### Records for the task

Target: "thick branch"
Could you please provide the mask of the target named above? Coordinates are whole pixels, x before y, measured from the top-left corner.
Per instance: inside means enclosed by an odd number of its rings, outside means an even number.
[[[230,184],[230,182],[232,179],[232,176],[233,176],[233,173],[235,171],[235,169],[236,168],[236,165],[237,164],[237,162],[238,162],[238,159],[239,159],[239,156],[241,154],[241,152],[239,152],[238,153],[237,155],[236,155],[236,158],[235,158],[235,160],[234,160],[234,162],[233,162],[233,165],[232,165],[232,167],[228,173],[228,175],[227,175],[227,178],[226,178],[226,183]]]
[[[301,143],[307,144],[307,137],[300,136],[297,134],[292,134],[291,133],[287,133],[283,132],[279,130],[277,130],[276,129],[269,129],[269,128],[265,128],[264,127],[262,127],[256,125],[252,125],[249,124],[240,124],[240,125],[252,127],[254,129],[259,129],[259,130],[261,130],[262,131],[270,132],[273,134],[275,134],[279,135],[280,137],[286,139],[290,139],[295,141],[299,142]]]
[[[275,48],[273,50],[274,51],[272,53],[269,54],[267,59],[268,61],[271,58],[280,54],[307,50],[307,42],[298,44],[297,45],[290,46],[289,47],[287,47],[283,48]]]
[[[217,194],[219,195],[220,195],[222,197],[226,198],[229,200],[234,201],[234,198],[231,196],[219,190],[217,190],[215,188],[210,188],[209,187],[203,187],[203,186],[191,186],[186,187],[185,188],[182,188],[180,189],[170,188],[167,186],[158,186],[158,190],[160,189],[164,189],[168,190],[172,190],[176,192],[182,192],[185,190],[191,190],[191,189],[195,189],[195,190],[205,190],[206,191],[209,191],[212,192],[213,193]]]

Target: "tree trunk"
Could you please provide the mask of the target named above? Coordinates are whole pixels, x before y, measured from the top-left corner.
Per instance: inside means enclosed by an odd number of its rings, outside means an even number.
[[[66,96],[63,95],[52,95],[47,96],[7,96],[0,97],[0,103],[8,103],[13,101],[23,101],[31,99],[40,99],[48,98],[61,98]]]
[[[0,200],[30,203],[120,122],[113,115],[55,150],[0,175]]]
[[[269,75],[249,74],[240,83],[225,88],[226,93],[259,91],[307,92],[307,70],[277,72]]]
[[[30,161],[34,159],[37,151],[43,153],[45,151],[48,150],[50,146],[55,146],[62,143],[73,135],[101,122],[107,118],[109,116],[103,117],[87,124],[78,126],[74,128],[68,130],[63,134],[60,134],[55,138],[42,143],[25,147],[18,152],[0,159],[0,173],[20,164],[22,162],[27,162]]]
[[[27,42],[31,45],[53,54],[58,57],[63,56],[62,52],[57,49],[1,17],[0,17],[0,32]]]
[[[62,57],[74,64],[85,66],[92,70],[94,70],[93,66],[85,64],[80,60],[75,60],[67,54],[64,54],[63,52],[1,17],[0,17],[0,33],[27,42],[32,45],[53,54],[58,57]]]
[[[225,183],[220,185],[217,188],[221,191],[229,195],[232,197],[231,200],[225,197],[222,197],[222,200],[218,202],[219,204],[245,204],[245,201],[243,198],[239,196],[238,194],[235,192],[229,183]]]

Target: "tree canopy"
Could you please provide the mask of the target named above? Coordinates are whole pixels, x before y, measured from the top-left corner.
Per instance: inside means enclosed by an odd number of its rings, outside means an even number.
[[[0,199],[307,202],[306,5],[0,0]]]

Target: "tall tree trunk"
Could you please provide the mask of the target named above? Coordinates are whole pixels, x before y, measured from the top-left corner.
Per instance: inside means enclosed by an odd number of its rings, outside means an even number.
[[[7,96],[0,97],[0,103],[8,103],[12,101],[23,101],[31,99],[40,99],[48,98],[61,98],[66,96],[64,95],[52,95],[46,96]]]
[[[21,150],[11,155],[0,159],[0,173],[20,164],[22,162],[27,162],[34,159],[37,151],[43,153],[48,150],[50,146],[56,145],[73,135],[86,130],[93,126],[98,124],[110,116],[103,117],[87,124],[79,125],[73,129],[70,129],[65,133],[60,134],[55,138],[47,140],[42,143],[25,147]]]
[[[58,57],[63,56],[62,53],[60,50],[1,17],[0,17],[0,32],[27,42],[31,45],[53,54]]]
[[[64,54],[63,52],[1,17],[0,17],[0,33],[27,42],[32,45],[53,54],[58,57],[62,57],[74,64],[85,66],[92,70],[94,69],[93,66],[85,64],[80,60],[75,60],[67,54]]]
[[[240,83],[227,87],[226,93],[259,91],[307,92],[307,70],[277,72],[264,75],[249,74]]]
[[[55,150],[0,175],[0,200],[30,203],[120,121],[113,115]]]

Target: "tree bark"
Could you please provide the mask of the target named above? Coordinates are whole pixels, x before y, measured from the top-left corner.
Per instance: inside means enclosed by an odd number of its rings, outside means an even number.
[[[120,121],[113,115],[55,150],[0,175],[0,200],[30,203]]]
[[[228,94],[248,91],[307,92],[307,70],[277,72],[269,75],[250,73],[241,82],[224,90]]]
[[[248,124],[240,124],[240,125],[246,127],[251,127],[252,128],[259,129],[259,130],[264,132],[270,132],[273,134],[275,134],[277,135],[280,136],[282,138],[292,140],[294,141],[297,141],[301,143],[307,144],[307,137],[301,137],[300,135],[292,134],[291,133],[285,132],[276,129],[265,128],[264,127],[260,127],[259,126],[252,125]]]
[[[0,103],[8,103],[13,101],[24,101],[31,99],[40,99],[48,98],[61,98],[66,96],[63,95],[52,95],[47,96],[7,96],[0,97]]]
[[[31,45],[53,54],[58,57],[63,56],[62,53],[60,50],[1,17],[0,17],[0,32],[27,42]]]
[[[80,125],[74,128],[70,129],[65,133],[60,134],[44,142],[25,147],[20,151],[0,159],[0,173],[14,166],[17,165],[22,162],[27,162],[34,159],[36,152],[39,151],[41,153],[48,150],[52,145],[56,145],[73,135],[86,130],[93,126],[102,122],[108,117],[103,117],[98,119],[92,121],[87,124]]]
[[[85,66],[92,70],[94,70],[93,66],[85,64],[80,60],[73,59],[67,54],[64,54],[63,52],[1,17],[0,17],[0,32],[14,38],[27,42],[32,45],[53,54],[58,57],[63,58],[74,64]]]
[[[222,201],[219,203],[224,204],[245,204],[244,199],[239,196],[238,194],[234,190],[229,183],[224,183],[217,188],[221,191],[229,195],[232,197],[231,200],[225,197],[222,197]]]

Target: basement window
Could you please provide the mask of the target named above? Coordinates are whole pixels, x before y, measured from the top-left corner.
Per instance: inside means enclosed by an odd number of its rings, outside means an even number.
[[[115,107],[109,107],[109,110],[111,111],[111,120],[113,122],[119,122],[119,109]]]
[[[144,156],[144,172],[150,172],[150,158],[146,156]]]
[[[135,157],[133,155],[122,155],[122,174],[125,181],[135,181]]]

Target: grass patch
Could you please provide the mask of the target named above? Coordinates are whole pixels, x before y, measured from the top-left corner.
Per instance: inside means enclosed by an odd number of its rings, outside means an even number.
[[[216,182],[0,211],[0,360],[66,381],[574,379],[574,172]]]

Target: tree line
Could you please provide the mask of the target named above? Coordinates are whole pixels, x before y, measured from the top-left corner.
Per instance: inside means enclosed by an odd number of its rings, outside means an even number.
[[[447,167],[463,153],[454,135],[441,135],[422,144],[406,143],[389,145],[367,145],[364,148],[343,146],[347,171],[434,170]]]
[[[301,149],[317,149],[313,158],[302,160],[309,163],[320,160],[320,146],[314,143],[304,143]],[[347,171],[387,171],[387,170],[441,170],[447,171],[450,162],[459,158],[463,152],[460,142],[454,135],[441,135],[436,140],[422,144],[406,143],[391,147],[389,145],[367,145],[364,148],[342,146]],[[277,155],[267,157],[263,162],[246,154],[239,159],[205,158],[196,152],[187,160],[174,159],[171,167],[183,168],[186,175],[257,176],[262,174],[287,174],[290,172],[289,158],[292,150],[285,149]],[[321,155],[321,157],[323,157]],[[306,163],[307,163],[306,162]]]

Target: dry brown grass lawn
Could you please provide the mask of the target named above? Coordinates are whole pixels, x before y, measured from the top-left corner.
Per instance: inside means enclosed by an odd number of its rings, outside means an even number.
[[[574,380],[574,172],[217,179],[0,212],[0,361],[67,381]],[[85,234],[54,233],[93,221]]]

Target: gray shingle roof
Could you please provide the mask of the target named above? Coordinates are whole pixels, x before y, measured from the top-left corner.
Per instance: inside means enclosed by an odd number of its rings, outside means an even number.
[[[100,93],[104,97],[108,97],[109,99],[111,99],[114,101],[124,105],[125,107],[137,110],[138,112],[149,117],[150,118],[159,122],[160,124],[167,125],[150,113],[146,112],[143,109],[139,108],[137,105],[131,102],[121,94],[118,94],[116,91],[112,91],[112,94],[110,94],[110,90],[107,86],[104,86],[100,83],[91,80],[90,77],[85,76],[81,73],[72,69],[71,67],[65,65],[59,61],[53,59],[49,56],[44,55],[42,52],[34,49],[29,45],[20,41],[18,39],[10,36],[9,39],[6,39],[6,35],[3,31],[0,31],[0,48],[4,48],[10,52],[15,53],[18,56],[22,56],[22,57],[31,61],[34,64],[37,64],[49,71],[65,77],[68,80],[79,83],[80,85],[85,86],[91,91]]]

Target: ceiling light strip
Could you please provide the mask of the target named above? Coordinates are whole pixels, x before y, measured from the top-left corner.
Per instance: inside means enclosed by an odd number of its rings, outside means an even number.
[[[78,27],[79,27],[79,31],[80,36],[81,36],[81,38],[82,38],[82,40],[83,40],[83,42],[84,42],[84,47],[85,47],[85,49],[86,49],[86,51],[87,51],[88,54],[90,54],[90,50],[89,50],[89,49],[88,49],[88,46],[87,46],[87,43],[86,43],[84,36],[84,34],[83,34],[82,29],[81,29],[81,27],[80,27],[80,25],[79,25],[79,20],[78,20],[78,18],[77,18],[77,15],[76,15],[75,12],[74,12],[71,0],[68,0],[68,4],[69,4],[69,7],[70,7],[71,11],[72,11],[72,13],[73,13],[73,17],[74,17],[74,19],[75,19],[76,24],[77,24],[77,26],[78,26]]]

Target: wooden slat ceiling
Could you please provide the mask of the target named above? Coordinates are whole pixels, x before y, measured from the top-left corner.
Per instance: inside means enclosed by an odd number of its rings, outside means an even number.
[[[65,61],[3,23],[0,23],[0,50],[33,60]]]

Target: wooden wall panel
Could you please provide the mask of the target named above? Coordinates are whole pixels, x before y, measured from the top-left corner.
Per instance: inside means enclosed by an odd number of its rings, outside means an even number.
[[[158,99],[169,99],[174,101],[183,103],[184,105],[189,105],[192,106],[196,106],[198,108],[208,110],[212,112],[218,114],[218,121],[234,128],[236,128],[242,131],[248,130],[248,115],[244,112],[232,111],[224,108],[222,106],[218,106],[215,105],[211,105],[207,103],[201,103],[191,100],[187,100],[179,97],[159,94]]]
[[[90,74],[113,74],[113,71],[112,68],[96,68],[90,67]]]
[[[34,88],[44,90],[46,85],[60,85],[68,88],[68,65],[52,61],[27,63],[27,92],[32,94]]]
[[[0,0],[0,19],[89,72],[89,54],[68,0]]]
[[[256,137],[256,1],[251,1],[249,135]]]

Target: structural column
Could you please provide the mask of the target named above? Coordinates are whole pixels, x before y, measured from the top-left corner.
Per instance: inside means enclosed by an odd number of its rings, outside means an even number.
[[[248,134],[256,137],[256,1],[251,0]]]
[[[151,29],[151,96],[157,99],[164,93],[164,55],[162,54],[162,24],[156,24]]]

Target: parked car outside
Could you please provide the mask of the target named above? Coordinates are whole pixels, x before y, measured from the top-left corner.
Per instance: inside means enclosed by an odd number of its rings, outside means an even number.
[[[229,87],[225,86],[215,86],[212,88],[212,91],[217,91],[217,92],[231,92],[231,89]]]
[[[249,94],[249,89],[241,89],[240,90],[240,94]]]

### What to do
Could you echo the records from the line containing "Target: ceiling light strip" through the line containing "[[[65,61],[3,23],[0,23],[0,50],[33,60]]]", including both of those lines, and nothing else?

### Exercise solution
Target: ceiling light strip
Could you please provide the mask of the target named above? Coordinates are whole pixels, x before y, measured from the top-left corner.
Per instance: inside means enclosed by an odd number of its rings, outside means an even number.
[[[78,27],[79,27],[79,31],[80,36],[81,36],[81,38],[82,38],[82,40],[83,40],[83,42],[84,42],[84,47],[85,47],[85,49],[86,49],[86,51],[87,51],[88,54],[90,54],[90,50],[89,50],[89,49],[88,49],[88,46],[87,46],[87,43],[86,43],[84,36],[84,34],[83,34],[82,29],[81,29],[81,27],[80,27],[80,25],[79,25],[79,20],[78,20],[78,18],[77,18],[77,15],[76,15],[75,12],[74,12],[71,0],[68,0],[68,4],[69,4],[69,7],[70,7],[71,11],[72,11],[72,13],[73,13],[73,17],[74,17],[74,19],[75,19],[76,24],[77,24],[77,26],[78,26]]]

Target: wooden slat ceiling
Could you please provide the mask of the target named above? Coordinates are whole pixels, x before y, measured from the top-left corner.
Per instance: inside means enclosed by an odd number of its rings, outside means an even number.
[[[65,61],[3,23],[0,23],[0,50],[33,60]]]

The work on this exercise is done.